Can you swap "Tag" for "Mark" everywhere in the data below and return it otherwise unchanged, without the pictures?

START

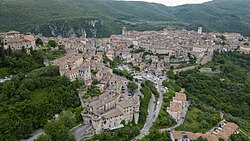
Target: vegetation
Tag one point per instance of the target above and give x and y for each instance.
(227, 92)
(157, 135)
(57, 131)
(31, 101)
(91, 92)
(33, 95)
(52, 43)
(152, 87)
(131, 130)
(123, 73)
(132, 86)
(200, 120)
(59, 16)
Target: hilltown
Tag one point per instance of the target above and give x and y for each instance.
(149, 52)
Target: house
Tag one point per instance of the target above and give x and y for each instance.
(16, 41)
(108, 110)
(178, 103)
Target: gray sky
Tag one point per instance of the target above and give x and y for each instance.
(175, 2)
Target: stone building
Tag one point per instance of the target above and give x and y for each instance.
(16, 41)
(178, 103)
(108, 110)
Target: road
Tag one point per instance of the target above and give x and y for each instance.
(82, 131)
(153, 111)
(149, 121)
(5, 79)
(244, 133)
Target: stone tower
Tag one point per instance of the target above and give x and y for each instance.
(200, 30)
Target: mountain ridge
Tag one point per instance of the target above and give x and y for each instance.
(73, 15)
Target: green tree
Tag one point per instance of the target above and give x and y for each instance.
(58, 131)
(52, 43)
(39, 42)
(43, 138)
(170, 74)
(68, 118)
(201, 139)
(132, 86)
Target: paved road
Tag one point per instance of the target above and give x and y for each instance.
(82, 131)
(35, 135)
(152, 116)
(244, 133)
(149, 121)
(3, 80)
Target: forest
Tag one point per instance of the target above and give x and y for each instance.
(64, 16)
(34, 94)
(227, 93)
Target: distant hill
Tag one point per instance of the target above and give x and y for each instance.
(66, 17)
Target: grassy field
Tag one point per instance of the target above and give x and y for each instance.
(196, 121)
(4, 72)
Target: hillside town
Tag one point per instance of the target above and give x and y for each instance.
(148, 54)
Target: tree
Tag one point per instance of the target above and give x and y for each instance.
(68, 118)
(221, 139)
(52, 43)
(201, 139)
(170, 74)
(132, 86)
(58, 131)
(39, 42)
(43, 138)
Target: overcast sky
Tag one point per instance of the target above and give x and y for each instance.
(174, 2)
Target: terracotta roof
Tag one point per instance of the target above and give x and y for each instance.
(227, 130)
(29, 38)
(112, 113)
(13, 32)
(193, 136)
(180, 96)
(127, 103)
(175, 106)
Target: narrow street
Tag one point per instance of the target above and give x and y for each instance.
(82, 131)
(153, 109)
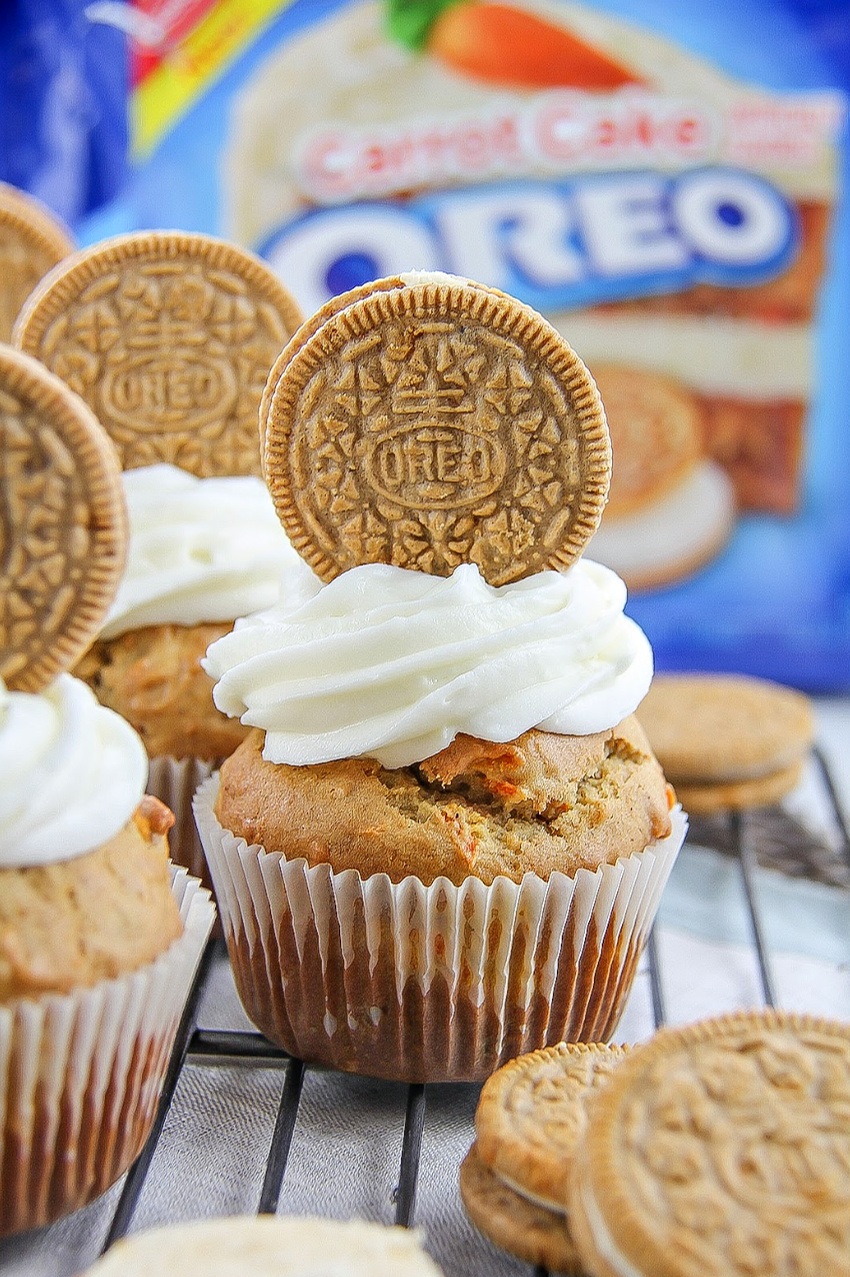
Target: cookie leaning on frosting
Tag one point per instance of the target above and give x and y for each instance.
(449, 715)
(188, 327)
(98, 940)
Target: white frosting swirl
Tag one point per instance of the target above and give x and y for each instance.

END

▶ _TASK SOLUTION_
Target: vegetation
Mark one point per instance of the target above and give x and y for each instance.
(227, 92)
(157, 135)
(57, 131)
(31, 101)
(91, 92)
(33, 95)
(52, 43)
(152, 87)
(131, 130)
(123, 73)
(132, 86)
(200, 120)
(59, 16)
Target: hilltown
Mark one point per instance of the target above and give x and y for each instance.
(149, 52)
Target: house
Mark one point per instance of the target above and give x and y for each instance.
(16, 41)
(108, 110)
(178, 103)
Target: gray sky
Mark one point per instance of the target above and give x and y for each instance.
(175, 2)
Target: stone building
Mark one point per instance of the target above and give x and y for each instance.
(16, 41)
(178, 103)
(108, 110)
Target: road
Mark one point per instance of the target above and give x and y for each instance.
(82, 131)
(153, 111)
(149, 121)
(5, 79)
(244, 133)
Target: stone tower
Mark one point per instance of the target above and give x and y for each instance.
(200, 30)
Target: mountain ridge
Mark one point per instance of the target above and give x and y for each instance.
(73, 15)
Target: green tree
Mark one point per instance of the target above and give x and y for each instance.
(58, 131)
(52, 43)
(39, 42)
(43, 138)
(170, 74)
(68, 118)
(201, 139)
(132, 86)
Target: paved road
Mark one point per instance of the target above and give x and y for each instance.
(82, 131)
(35, 135)
(152, 116)
(244, 133)
(149, 121)
(3, 80)
Target: forest
Mark one point per instance of the target above and give x and y for each instance.
(64, 16)
(34, 94)
(227, 93)
Target: distant hill
Mark one point per instance of the target above and give x and y for each instance.
(66, 17)
Target: grassy field
Mark one point per instance of the target above and give x and y for each instance.
(196, 121)
(4, 72)
Target: hillside town
Mark one point per instance of the target above and give x and y for each instance.
(148, 54)
Target: tree
Mark one point per instance of the target above and give x and y for each instance.
(68, 118)
(221, 139)
(52, 43)
(201, 139)
(170, 74)
(132, 86)
(58, 131)
(39, 42)
(43, 138)
Target: overcast sky
Mark one point per instance of the target above and give x and y for each instance.
(174, 2)
Target: terracotta roof
Mark one point per instance of the target above and give x and y for each instance.
(227, 130)
(29, 38)
(112, 113)
(13, 32)
(193, 136)
(180, 96)
(127, 103)
(175, 106)
Target: narrow street
Mark one point per instance of the target above and give x and y for each instance.
(82, 131)
(153, 109)
Target: cookie leaning on frosting
Mark one point per instance of the target above and give x and y for each instance.
(449, 715)
(188, 327)
(98, 940)
Target: white frosting swirl
Mark one point per instance of the target above and give x and y for each instance.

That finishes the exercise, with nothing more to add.